:: Your goal ::
Copy out only the span from the line with "Target = blue shorts" to the end of the data, both ends kept, word for word.

================

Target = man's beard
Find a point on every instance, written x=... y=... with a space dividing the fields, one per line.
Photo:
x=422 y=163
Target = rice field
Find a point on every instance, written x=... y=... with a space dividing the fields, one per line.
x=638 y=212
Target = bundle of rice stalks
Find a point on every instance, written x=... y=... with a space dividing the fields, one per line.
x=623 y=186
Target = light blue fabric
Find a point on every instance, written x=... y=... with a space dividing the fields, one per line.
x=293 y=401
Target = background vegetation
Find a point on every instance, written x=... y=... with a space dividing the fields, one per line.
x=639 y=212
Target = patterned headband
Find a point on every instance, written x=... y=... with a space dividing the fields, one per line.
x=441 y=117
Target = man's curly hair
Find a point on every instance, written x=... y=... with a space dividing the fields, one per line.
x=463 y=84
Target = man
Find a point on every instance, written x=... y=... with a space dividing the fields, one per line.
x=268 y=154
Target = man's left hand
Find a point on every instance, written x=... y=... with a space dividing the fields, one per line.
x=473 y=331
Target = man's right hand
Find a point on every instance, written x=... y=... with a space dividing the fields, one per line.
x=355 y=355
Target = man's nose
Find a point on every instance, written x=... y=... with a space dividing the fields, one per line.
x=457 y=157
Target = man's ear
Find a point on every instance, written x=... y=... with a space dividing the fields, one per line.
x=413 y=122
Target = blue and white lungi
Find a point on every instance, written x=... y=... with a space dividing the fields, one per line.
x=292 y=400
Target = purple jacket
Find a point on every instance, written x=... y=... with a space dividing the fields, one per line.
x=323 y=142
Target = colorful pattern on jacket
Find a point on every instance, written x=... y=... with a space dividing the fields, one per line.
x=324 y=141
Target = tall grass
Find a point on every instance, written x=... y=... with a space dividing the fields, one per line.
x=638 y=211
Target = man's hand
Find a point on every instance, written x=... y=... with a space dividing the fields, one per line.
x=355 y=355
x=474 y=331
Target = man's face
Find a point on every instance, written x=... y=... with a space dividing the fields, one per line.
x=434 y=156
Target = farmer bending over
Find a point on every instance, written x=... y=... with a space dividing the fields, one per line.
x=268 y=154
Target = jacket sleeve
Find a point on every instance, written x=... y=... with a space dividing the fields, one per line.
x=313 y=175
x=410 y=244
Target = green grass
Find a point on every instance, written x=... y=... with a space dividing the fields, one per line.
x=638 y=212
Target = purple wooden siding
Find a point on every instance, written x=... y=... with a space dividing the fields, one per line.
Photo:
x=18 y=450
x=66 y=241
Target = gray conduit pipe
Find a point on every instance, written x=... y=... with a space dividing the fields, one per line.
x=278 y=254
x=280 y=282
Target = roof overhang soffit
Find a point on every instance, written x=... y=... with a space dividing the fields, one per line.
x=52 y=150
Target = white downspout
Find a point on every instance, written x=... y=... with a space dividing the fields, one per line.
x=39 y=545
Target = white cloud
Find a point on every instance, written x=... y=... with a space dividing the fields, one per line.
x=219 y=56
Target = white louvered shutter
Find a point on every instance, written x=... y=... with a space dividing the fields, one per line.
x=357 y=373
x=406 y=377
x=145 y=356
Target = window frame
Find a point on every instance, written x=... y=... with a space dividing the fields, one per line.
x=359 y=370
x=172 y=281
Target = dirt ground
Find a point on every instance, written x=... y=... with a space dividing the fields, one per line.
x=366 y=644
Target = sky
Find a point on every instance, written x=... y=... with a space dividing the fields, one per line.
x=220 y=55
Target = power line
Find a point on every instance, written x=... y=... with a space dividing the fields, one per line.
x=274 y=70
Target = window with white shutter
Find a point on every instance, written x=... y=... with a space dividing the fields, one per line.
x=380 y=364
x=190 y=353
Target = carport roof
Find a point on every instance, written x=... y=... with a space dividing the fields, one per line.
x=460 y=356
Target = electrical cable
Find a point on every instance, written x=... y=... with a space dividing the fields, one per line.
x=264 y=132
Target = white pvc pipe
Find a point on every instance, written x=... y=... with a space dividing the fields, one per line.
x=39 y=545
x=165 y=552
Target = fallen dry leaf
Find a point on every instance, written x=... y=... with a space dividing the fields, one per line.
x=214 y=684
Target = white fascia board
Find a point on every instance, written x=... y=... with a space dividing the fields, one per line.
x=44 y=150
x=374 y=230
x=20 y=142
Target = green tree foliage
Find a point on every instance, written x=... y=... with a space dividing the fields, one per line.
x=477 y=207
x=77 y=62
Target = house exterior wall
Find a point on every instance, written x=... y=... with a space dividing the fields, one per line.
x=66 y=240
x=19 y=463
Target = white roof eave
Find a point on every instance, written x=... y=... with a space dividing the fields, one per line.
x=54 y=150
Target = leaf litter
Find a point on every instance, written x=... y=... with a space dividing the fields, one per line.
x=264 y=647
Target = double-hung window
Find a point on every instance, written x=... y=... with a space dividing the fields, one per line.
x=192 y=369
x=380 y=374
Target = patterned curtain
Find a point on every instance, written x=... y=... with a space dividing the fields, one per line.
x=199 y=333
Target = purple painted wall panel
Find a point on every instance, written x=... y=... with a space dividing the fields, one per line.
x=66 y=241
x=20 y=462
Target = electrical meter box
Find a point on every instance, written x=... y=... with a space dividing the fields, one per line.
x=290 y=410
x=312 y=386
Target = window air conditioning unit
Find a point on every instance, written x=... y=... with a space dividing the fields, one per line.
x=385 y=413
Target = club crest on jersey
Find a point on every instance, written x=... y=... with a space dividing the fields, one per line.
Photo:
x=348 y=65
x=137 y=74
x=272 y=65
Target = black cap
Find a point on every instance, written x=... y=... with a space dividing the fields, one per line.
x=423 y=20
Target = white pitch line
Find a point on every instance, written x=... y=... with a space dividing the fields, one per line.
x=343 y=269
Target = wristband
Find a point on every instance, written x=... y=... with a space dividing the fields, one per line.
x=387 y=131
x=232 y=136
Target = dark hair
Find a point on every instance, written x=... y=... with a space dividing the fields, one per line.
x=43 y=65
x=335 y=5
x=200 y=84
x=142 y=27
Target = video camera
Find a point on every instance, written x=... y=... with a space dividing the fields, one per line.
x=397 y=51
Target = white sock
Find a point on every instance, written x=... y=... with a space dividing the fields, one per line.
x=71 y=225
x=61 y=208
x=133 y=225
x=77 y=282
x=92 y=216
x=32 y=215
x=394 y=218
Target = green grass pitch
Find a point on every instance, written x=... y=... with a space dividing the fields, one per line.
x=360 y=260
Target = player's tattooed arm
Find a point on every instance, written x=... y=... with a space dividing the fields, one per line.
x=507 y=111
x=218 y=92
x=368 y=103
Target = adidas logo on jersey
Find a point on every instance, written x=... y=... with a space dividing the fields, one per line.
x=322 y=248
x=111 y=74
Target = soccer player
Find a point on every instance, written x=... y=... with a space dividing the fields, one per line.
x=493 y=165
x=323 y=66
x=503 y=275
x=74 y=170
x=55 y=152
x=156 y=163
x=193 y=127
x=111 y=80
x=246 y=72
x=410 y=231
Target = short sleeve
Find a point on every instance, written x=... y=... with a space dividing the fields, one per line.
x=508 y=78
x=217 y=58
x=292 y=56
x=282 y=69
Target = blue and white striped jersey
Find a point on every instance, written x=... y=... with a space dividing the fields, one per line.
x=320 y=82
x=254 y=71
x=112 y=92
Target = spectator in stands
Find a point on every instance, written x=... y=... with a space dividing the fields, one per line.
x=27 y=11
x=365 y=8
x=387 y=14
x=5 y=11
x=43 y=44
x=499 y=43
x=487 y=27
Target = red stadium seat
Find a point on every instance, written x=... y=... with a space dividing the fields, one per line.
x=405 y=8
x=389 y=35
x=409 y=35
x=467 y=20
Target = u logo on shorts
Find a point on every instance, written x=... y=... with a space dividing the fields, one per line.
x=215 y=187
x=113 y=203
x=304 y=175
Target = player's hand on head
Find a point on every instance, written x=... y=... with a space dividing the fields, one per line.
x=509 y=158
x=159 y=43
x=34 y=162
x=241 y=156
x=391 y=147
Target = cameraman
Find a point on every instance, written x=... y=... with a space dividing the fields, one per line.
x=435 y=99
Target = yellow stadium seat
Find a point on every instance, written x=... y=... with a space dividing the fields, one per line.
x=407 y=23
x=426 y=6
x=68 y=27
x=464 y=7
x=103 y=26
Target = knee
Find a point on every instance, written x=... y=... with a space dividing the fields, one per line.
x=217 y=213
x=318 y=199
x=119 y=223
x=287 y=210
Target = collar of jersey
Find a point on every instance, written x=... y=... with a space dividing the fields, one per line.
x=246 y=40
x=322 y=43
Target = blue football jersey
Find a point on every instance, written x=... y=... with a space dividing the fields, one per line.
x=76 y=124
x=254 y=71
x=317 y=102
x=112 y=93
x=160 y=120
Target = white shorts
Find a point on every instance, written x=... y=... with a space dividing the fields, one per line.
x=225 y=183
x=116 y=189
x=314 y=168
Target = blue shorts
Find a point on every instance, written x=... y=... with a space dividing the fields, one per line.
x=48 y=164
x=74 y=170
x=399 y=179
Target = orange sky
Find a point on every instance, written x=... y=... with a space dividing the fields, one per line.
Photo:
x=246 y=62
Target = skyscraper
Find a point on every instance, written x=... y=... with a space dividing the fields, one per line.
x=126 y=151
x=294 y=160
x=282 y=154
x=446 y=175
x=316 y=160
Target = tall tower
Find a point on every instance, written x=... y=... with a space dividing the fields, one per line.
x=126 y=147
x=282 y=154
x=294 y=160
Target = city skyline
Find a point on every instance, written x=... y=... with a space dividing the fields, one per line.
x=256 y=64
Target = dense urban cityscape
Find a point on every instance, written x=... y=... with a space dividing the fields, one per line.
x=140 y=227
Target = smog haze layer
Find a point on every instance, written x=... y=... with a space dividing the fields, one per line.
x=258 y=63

================

:: Exercise result ::
Target = blue shorts
Find a point on every instance, written x=... y=... with a space dividing the fields, one per line.
x=48 y=164
x=74 y=170
x=399 y=179
Target = orange sky
Find a point on every instance, written x=... y=... with a space dividing the fields, one per line.
Photo:
x=246 y=62
Target = skyscraper
Find a point on every instance, written x=... y=... with a space dividing the fields, one per line.
x=126 y=151
x=294 y=160
x=282 y=154
x=446 y=175
x=316 y=160
Target = tall tower
Find a point on every instance, written x=... y=... with a space dividing the fields, one per line.
x=126 y=147
x=282 y=154
x=294 y=160
Target = city skyline
Find a point on every instance, written x=... y=... with a space dividing the fields, one per line.
x=256 y=64
Target = dense urban cityscape
Find a point on every instance, written x=... y=... with a space dividing the fields, one per line.
x=140 y=227
Target = smog haze layer
Find a point on every instance, written x=... y=... with a space dividing the fields, one per line.
x=258 y=63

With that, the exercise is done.